The high-level decision makes it very likely that the commission will seek legal recourse.
Sources close to the investigation said that William J. Baer, the FTC's director of the bureau of competition, has recommended to the five-person commission that charges be filed against Intel for arbitrarily terminating nondisclosure agreements (NDAs), among other acts, which prevented computer companies from shipping products on time. These actions allegedly were undertaken to influence vendors into courses of conduct beneficial to Intel.
A source added the commissioners are likely to vote on the recommendation early next week, although the process could take longer. (Intel is an investor in CNET: The Computer Network.)
As reported last week by CNET NEWS.COM, the FTC's investigative staff sent its recommendation to Baer that a case be filed against Intel. Under agency procedure, after the director passes his recommendation onto the commissioners, the officials then review the recommendations and meet with the parties again before voting on whether to file a case.
At least one observer has said that some sort of legal action is imminent because the commission often follows the recommendation of the director. "There is a good chance that the commission will act against Intel," noted Steve Newborn, an antitrust attorney and former FTC investigator.
Kevin Arquit, a former attorney at the FTC, agreed that Baer's decision is significant. "It would be very unusual for him to recommend a case and the commission not bring it," said Arquit, now in private practice at Rogers & Wells in New York City.
Arquit added, however, that with three new commissioners on the five-commissioner board, there is less certainty about how it might act.
It is also possible that Intel might try to head a suit off, either through informal settlement negotiations or by arguing that the case has no merit. "What happens now is that [Intel] and its lawyers will do a dog-and-pony show in the commissioners' offices, where [the company] will attempt to talk them out of the case," Arquit said. "This is their last chance to resolve the situation informally in a way that involves the commission."
Intel clearly is more adverse to litigation than Microsoft, Newborn and others say. But an agreement would carry future restrictions on Intel's behavior. Under a settlement, the FTC could still file a complaint and sign a consent decree with the chip giant that would stipulate some ground rules for the company, said Howard Morse, another former FTC investigator.
The suit recommended by Baer would probably turn on Intel's relationship with computer makers Intergraph and Digital Equipment. Both companies have alleged that the chipmaker terminated NDAs as part of an effort to force them to enter into technology cross-licensing pacts. Without the information in the NDAs, the companies were hampered from releasing products based around Intel chips, the companies claimed.
Intergraph and Digital filed suit against Intel in 1997. While Digital settled its suit on terms that many observers thought were beneficial to Digital, the Intergraph suit continues.
The case has served as a window on the chipmaker's business practices. Intergraph executives have testified that Intel executives, identified by name, withdrew nondisclosure agreements because Intergraph refused to license its own processor technology to Intel. Intergraph also said that it had to delay a workstation because the chip giant canceled promises to deliver microprocessors.

*ENTRIES PROVIDED:*
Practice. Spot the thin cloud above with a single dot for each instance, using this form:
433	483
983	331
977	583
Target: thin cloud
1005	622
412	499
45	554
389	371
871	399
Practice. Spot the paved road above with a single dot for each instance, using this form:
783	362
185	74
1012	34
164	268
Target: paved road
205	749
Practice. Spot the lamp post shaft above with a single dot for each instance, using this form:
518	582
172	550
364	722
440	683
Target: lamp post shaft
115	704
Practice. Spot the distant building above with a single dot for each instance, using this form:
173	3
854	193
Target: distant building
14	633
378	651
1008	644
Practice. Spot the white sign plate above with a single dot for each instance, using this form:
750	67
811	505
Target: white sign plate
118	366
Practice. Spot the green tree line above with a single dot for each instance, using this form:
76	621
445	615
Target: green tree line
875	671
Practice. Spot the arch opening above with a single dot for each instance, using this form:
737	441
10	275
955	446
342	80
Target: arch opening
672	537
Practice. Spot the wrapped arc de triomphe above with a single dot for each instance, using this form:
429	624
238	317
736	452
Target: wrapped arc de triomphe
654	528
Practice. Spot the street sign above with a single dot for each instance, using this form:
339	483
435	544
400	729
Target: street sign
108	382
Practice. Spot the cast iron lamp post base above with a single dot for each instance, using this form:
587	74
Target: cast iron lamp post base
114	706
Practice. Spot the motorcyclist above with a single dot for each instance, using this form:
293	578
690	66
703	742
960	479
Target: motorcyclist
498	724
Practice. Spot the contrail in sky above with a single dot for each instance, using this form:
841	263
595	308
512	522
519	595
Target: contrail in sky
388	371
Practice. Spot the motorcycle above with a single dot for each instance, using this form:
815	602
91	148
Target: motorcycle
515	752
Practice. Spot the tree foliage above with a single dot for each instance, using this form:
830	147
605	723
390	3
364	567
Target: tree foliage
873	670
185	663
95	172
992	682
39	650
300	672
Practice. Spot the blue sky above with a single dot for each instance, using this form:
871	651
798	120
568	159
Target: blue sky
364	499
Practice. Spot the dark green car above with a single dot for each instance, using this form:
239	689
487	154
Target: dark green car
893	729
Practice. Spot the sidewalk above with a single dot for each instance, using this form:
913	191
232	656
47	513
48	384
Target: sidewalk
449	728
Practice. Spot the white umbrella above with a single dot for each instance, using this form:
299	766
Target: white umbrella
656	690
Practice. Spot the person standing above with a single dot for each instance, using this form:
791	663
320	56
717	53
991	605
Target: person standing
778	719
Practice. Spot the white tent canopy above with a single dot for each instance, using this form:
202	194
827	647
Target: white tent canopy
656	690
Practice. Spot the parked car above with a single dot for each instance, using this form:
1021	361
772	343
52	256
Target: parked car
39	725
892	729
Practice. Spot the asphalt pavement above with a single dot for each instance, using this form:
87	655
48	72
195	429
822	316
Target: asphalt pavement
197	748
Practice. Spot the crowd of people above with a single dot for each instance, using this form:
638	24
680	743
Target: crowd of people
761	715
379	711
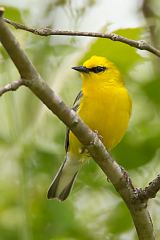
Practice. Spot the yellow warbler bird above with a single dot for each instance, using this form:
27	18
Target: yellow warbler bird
105	106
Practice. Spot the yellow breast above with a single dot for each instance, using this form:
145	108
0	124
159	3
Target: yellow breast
107	111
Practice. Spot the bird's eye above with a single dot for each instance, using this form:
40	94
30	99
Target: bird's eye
97	69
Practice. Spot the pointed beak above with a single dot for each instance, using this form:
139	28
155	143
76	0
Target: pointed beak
81	69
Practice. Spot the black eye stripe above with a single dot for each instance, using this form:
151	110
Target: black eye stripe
97	69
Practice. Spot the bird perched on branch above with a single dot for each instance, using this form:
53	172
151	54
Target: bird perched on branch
105	106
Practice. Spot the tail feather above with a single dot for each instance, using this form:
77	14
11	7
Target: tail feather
64	180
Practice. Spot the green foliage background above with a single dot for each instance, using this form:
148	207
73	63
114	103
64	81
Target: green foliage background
32	139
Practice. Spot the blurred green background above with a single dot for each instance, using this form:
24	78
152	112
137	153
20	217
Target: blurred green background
32	139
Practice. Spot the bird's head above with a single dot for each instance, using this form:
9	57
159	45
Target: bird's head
99	70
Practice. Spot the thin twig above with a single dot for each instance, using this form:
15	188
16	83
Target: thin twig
150	191
140	44
11	87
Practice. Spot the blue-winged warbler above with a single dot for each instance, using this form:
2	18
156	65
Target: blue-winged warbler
105	106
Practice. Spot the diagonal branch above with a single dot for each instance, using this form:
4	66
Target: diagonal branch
150	191
88	138
11	87
140	44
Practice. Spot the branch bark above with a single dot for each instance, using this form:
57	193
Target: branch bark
89	139
11	87
141	44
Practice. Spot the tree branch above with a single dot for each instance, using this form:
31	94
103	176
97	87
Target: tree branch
11	87
140	44
88	138
150	191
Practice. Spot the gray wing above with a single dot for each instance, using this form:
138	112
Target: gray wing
75	108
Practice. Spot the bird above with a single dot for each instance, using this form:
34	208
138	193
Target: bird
105	106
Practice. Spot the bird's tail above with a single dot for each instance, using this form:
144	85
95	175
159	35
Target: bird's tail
64	179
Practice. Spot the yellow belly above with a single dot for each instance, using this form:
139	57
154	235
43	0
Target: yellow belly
107	113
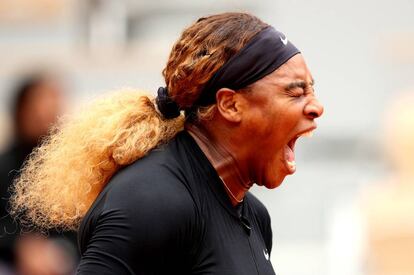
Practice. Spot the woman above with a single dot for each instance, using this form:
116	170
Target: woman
184	206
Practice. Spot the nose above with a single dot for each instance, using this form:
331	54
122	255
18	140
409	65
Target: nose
313	109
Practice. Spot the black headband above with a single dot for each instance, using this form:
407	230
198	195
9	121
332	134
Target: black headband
264	53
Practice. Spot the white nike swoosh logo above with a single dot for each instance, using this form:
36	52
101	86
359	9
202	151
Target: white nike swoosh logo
284	40
266	254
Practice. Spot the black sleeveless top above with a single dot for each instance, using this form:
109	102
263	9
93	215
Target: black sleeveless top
168	213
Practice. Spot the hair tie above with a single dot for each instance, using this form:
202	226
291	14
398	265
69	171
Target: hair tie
167	107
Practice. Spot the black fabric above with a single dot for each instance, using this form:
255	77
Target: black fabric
263	54
167	107
168	213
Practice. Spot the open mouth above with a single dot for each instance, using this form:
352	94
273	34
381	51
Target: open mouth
290	150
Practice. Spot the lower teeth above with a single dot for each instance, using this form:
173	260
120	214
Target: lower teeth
292	164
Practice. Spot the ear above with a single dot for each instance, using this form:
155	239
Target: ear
229	104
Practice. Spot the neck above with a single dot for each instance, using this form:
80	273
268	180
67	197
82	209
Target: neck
223	161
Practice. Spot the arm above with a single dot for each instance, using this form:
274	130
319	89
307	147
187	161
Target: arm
142	228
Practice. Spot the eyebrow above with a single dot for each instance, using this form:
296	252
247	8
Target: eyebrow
300	84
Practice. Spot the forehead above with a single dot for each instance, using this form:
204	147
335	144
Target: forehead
294	69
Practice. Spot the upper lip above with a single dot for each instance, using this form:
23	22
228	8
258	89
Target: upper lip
292	141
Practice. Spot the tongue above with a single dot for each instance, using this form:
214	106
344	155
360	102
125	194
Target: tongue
289	155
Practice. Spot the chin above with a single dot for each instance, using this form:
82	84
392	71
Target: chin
274	182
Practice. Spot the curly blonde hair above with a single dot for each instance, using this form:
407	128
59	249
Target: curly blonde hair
65	174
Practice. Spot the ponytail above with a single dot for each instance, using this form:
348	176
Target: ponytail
64	175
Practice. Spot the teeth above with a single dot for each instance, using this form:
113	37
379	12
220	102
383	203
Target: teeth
307	134
292	164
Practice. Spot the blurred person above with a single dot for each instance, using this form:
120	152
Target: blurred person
388	207
161	185
38	101
373	234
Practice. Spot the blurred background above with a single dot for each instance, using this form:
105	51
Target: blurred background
349	208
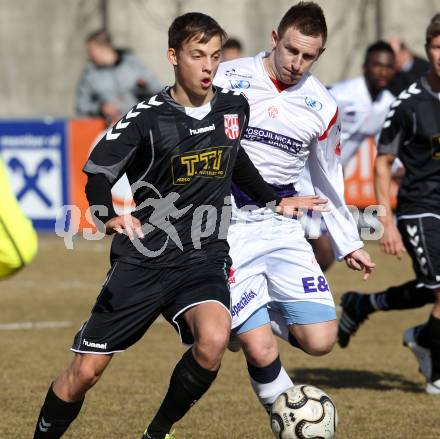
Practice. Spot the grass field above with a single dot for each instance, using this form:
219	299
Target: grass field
374	383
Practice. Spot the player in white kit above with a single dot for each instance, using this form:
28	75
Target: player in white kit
293	120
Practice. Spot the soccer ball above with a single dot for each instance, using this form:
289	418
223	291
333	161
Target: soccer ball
303	412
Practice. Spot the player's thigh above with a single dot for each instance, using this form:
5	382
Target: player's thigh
421	237
129	302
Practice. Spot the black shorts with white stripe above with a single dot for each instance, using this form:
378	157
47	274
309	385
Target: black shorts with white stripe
133	296
421	237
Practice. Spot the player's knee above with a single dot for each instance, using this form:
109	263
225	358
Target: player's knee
259	354
320	341
211	346
320	345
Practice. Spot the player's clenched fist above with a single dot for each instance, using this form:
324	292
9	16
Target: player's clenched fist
292	206
360	260
124	224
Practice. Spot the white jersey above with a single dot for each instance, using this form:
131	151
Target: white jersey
288	129
361	117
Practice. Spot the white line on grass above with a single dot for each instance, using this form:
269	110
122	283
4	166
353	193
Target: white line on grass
15	326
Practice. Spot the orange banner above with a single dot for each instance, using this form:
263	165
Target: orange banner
359	177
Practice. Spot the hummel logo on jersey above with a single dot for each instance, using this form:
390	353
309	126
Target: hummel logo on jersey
405	94
91	344
43	425
202	130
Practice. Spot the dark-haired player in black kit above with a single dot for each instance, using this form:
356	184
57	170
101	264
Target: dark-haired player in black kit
180	151
412	133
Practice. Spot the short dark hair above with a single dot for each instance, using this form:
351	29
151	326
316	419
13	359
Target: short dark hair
433	30
187	26
378	46
307	17
100	36
233	43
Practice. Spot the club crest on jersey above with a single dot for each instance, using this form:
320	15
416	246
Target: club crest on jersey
232	128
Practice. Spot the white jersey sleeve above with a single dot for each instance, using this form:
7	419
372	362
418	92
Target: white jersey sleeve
328	182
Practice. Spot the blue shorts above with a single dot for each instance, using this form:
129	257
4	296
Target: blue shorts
303	312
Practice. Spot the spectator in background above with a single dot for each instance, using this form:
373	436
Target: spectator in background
232	49
114	80
409	66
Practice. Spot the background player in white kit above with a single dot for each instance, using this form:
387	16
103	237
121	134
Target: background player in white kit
293	120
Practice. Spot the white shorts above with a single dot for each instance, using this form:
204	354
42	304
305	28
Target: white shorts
273	262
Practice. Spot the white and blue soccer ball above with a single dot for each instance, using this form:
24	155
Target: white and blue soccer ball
303	412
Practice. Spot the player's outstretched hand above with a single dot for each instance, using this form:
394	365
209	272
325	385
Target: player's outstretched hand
391	242
293	206
360	260
124	224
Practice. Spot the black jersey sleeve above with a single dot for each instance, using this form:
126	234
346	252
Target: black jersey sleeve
249	180
395	131
115	151
98	192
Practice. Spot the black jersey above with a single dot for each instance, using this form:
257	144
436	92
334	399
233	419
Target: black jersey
412	132
180	169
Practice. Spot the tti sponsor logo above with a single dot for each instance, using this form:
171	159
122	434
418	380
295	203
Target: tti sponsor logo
202	130
245	299
208	163
91	344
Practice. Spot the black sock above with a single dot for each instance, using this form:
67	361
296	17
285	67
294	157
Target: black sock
433	328
267	373
405	296
188	383
55	416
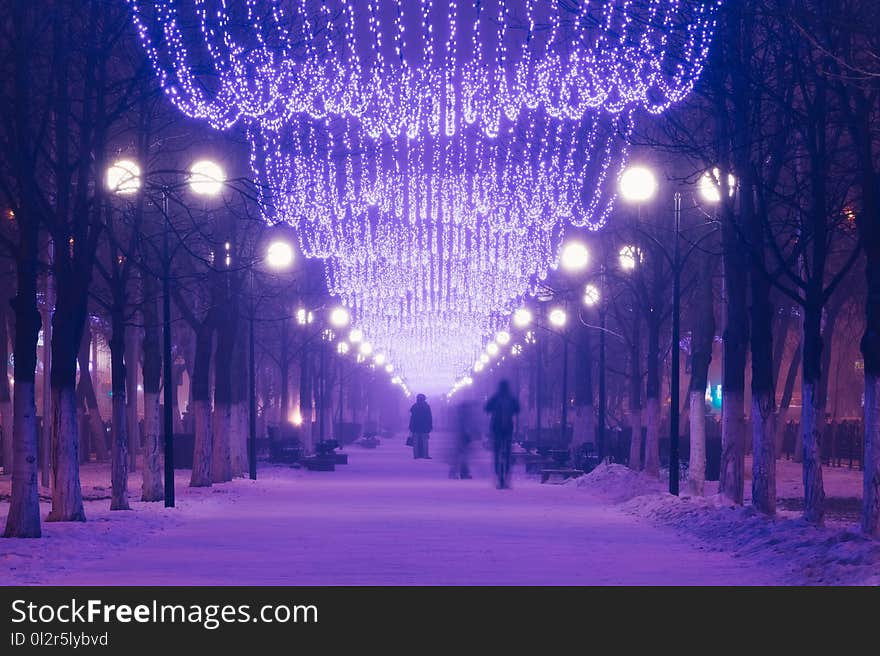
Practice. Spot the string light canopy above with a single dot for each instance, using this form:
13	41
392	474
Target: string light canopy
408	67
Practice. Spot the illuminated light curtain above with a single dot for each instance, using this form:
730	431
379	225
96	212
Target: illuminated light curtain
423	66
358	199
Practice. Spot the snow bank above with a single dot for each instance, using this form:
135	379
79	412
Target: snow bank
618	483
803	553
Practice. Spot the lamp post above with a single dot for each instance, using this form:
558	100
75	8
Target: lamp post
558	318
279	256
638	185
206	178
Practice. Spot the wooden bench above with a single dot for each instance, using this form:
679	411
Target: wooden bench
285	451
563	474
319	463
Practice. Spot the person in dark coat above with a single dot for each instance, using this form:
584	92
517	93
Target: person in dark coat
467	432
502	408
421	424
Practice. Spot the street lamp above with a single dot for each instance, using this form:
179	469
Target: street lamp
206	178
574	256
628	257
279	255
637	185
709	186
591	295
558	317
339	317
123	177
522	318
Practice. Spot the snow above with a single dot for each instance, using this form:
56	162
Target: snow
388	519
800	553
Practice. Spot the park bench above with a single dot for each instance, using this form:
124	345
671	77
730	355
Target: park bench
560	475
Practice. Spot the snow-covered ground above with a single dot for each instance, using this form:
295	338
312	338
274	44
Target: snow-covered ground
383	519
800	553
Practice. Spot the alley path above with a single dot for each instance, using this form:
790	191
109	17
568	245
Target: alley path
383	519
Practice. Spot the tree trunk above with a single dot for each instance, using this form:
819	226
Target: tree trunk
731	482
284	414
152	489
871	481
67	505
23	520
119	455
703	337
97	434
635	395
305	399
763	453
697	461
584	425
652	439
763	385
131	395
814	491
6	414
202	471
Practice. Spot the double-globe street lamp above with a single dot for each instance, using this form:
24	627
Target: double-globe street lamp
205	178
638	185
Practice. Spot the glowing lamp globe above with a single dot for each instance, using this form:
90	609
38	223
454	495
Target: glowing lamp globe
279	255
557	317
123	177
522	318
574	257
710	186
627	258
638	184
339	317
591	295
206	178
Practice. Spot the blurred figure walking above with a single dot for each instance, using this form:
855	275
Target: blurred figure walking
502	408
421	423
466	433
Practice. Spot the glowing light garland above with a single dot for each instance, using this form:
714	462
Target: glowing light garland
432	152
416	67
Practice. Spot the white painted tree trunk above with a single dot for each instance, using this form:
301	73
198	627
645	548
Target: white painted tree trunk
763	455
583	427
203	448
221	460
652	438
733	425
119	456
152	489
697	461
132	362
6	416
814	490
240	417
23	520
871	497
635	444
67	505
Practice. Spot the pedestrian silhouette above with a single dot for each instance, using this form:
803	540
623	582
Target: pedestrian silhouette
466	433
502	408
420	425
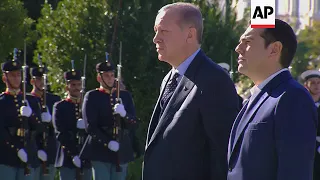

*EXERCISE BRIEF:*
Copy out the part of the Intel antitrust article starting at "Intel clearly is" and ending at "another former FTC investigator.", swapping "consent decree" for "court order".

*RESPONSE TO THE EXERCISE:*
Intel clearly is more adverse to litigation than Microsoft, Newborn and others say. But an agreement would carry future restrictions on Intel's behavior. Under a settlement, the FTC could still file a complaint and sign a court order with the chip giant that would stipulate some ground rules for the company, said Howard Morse, another former FTC investigator.